Всеобщая официозная версия сводилась к тому, что переживать недоразумение – все равно, что пережить дурную погоду – надо молчаливо и стойко, стараясь не мучить близких попусту смакованием тяжелых своих настроений. Вероятно, к тому приучали меня с пеленок, и я позднее всегда испытывал высокомерные чувства ко всем, кто громко выражал свои горести и всё пронзительное в страданиях и состраданиях. Пронзительно, по-моему, – это когда душа в пятки уходит или зуб ноет.

Вскоре приблизился мой день рождения 5 января 1938 г. Отца не было уже более месяца. Собралось множество родственников, мне незнакомых, все прилежно вели разговоры намеками, даже не касаясь несчастья. Я чувствовал какое-то непонятное мне отчуждение от единственно важного. Какой для меня мог быть праздник? Меня просили читать стихи, я старался, чтоб им было хорошо, не так неловко. Под конец расплакался, и мой дед, обняв меня, увел ото всех и стал лепетать что-то о том, что прогресс, справедливость, гуманность и т.п. восторжествуют. Я был готов возненавидеть все эти прекрасные вещи, которые он мне пытался подсунуть вместо отца. Я видел, что его возвращение никто не смеет обещать. И что все сговорились погибать за прогресс и гуманность, а главное, отдать за эту чью-то гуманность то лучшее, что у них было, – даже не их собственные ветхие жизни, а жизни чужие, прекраснейшие в мире. А они и луну в небе согласны погасить ради чьей-то гуманности и какого-то прогресса. Нет, я не возненавидел все это, но научился скрайним скептицизмом относиться ко всем разговорам о прогрессе.

* ВАШИ ЗАДАНИЯ
(1) Какая дата дня рождения указана в отрывке?
(2) Перепишите строки от строки с «Your task is to locate every instance of person's» до строки с «(348, 217), (403, 272)» включительно, поменяв «back of head» на «top of head». Остальное оставьте без изменений.

* ПОКАЗАННЫЕ ДАННЫЕ
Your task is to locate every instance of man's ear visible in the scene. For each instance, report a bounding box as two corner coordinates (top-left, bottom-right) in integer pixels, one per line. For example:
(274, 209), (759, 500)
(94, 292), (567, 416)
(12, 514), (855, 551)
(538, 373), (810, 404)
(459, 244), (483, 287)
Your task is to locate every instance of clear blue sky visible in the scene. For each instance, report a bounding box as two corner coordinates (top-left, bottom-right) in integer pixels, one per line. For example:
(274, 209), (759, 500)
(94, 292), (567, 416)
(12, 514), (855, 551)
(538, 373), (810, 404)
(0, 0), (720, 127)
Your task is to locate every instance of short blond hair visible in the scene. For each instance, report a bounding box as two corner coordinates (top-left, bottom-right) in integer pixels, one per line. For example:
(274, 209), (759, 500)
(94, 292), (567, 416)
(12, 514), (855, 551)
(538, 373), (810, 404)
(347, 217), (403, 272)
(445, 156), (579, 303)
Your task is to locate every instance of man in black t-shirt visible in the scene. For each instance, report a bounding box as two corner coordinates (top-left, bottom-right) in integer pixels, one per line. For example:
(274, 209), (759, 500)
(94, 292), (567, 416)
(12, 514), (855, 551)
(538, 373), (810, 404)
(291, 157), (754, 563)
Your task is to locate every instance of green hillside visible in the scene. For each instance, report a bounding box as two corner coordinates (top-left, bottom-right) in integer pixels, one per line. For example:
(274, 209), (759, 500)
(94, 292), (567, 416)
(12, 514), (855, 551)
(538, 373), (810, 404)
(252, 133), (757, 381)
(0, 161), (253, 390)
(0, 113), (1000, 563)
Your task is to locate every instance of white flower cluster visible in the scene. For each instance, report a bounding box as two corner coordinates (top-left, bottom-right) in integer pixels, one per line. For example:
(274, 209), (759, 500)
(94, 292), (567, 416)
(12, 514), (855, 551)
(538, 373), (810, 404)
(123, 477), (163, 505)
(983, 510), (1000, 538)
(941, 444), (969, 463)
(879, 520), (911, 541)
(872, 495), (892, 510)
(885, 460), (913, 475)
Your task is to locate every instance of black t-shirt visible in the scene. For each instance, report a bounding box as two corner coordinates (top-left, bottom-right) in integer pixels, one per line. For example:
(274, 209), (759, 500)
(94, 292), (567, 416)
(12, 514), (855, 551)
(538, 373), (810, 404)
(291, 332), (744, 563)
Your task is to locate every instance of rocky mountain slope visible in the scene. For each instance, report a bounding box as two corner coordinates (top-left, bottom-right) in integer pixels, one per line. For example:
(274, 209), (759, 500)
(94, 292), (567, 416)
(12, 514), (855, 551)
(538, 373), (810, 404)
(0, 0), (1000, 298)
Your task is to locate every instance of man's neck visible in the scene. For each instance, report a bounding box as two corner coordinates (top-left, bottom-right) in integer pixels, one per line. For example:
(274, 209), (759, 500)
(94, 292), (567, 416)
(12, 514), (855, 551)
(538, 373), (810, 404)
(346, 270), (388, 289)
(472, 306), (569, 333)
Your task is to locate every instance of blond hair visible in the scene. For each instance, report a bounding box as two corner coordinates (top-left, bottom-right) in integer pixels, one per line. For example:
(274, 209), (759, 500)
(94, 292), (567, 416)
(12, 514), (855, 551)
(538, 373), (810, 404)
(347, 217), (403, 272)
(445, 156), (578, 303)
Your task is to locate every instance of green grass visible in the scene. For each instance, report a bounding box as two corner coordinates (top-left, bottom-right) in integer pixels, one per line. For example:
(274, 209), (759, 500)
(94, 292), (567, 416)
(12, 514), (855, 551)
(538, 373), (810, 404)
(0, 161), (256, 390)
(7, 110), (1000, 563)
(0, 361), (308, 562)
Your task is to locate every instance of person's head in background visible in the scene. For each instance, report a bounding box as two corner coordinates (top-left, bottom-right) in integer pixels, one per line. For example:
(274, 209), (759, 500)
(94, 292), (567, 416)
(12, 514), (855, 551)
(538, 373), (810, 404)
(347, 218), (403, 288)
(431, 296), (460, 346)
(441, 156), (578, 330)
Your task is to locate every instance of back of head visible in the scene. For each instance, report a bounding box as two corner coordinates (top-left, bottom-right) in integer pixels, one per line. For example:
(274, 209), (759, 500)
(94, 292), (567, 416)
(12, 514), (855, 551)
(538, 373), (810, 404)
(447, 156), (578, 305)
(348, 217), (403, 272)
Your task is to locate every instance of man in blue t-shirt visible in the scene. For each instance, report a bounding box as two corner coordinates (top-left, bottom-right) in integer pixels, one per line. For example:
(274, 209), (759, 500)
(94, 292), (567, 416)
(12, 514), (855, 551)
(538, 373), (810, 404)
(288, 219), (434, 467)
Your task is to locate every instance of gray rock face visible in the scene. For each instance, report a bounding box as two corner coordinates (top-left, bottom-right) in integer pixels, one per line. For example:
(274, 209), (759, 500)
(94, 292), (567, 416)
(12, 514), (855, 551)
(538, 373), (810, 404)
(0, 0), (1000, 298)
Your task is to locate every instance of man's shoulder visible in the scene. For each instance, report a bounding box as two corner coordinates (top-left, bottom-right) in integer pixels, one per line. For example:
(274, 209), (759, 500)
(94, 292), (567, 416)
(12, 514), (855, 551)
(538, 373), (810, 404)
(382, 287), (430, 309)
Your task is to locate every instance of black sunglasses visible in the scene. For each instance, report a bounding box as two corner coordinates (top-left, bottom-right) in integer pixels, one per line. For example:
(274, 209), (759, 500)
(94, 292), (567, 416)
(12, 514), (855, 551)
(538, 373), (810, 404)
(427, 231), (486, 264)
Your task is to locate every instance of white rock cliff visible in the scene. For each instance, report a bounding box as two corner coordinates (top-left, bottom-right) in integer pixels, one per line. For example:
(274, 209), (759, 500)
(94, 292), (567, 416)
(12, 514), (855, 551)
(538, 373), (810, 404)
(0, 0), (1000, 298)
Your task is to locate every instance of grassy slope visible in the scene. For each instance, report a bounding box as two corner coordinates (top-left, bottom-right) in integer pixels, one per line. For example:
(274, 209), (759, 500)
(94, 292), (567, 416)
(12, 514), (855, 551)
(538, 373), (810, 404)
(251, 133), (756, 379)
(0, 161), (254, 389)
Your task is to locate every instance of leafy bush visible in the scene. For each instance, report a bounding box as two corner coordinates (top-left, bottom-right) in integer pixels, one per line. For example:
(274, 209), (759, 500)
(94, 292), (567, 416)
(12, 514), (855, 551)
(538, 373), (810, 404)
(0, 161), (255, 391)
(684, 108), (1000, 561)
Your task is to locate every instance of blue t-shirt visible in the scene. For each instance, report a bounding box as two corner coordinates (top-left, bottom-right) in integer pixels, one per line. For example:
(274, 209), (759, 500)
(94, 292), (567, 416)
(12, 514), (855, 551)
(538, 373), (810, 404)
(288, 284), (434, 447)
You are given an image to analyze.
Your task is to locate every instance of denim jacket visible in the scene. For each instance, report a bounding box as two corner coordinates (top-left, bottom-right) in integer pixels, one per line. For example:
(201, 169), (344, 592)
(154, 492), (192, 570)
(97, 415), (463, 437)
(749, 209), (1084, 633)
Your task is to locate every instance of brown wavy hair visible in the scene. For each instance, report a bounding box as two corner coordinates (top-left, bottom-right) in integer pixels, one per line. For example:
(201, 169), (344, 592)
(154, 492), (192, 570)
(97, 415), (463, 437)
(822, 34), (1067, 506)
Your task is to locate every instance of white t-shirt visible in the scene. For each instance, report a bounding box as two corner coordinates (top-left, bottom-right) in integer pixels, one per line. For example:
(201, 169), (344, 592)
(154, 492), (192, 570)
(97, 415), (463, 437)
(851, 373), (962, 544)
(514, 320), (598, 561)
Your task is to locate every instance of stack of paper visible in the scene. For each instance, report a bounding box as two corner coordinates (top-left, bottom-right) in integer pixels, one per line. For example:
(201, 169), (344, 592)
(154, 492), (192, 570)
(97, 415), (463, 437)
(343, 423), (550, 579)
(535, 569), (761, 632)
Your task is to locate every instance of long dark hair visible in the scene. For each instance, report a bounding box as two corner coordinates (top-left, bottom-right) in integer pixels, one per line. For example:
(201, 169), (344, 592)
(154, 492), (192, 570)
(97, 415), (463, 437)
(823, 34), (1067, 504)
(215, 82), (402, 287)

* РЕЗУЛЬТАТЫ
(1) 5 января 1938 г.

(2)
Your task is to locate every instance of person's head in background visible in the scene. For each instance, report a bounding box as two corner coordinates (top-left, bottom-right) in integer pixels, one per line. For example:
(274, 209), (759, 500)
(94, 292), (567, 416)
(12, 514), (855, 551)
(538, 373), (810, 404)
(347, 218), (403, 288)
(431, 296), (460, 346)
(441, 156), (578, 330)
Your task is to locate every instance of top of head visible in the scene. For each instance, report a bounding box as two corner coordinates (top-left, bottom-right) in integer pixels, one per line. For example:
(274, 209), (759, 500)
(94, 292), (567, 416)
(12, 514), (855, 551)
(538, 373), (810, 404)
(447, 156), (578, 305)
(348, 217), (403, 272)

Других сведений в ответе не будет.